## WHAT THE EXERCISE ASKS
Take from the listing each line that has the string "below".

## RECORDS FOR THE TASK
+===+
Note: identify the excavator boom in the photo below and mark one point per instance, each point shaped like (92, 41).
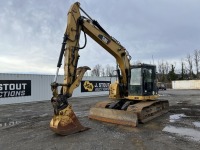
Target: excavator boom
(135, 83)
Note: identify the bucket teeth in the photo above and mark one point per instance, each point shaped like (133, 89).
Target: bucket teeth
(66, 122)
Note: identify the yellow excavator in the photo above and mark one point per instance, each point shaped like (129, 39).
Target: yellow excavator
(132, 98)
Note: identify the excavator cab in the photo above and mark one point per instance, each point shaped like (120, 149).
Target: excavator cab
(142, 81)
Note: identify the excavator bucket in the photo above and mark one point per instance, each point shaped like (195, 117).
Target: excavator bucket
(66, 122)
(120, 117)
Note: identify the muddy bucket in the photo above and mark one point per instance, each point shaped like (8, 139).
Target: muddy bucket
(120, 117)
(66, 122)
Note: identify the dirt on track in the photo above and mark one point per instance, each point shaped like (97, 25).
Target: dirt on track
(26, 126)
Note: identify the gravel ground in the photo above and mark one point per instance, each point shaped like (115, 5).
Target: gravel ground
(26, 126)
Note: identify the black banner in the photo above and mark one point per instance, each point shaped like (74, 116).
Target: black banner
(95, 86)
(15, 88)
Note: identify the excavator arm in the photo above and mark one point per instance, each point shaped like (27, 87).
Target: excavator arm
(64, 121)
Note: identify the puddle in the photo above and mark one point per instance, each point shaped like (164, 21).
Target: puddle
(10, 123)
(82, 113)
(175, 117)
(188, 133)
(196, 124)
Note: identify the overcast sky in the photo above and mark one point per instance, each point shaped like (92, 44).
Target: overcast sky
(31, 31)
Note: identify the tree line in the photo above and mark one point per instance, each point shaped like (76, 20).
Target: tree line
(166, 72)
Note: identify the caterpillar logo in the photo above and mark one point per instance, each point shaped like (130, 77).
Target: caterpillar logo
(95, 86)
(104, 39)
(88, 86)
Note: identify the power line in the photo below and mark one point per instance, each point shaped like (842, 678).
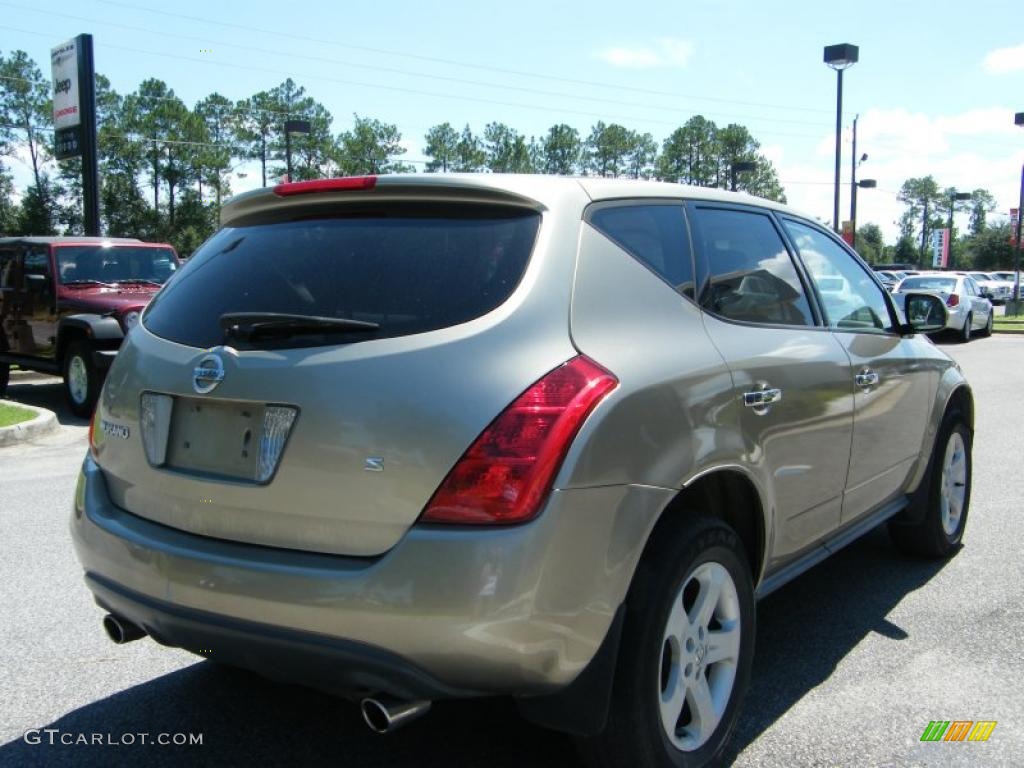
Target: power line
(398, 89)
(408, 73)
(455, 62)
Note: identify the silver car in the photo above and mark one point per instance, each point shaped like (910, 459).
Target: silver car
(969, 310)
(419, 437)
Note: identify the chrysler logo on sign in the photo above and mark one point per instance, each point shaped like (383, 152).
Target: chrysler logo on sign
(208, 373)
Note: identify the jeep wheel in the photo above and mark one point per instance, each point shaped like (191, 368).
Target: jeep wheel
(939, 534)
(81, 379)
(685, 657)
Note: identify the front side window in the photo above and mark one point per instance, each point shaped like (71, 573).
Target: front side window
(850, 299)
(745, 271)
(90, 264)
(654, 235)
+===+
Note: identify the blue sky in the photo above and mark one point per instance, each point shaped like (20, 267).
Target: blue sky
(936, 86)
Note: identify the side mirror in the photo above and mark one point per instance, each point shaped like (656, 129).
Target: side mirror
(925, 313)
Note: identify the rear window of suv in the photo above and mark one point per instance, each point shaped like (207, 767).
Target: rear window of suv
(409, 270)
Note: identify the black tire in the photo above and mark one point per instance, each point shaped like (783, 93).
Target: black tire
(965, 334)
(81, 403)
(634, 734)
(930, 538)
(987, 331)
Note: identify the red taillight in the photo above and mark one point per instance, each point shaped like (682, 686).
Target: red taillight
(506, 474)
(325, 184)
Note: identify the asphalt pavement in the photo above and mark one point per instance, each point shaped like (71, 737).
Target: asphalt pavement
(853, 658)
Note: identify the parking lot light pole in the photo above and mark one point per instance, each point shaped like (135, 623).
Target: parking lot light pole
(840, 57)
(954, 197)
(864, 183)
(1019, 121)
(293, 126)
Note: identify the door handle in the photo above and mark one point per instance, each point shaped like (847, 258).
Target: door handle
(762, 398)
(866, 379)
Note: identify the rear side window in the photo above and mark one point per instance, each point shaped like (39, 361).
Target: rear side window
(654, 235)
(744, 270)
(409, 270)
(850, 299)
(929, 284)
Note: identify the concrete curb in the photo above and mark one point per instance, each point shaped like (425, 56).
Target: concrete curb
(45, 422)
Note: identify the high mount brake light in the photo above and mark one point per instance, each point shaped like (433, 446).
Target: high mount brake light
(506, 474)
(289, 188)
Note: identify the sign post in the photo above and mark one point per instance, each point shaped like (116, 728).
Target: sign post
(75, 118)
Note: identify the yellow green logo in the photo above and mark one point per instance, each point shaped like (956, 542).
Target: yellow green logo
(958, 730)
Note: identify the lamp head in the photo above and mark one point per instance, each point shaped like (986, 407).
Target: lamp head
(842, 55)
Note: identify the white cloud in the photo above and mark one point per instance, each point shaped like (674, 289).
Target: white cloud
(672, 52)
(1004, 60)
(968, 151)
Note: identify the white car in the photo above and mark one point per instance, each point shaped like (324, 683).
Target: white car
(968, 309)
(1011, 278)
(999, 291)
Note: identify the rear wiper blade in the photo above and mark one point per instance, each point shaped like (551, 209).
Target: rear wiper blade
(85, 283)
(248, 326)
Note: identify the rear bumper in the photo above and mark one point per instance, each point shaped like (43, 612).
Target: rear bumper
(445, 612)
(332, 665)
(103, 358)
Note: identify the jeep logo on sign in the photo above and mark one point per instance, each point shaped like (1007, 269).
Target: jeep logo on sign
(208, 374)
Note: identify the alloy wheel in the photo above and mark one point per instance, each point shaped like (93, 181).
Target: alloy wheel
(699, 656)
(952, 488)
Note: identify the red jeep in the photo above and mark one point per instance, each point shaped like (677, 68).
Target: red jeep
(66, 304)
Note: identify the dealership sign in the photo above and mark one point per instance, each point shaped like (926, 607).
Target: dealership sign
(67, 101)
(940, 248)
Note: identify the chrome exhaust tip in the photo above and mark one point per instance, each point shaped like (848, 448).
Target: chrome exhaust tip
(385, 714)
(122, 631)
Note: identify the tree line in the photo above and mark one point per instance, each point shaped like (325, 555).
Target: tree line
+===+
## EXERCISE RESULT
Note: identify the excavator boom in the photo below and mark one point per instance, each point shaped like (92, 41).
Note: identify the power line in the photo below and mark one point per instance, each point shaped like (842, 678).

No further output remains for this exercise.